Retype each of the lines below without changing anything.

[BEGIN RECORDS PROVIDED]

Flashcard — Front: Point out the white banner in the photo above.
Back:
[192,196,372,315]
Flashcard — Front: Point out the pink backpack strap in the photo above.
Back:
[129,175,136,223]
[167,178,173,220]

[END RECORDS PROVIDED]

• **WRITTEN ANSWER**:
Flashcard — Front: Point out the white banner in the photo above.
Back:
[192,196,372,315]
Flashcard — Front: Point out the pink backpack strap in the photo above.
Back:
[129,175,136,223]
[167,178,173,220]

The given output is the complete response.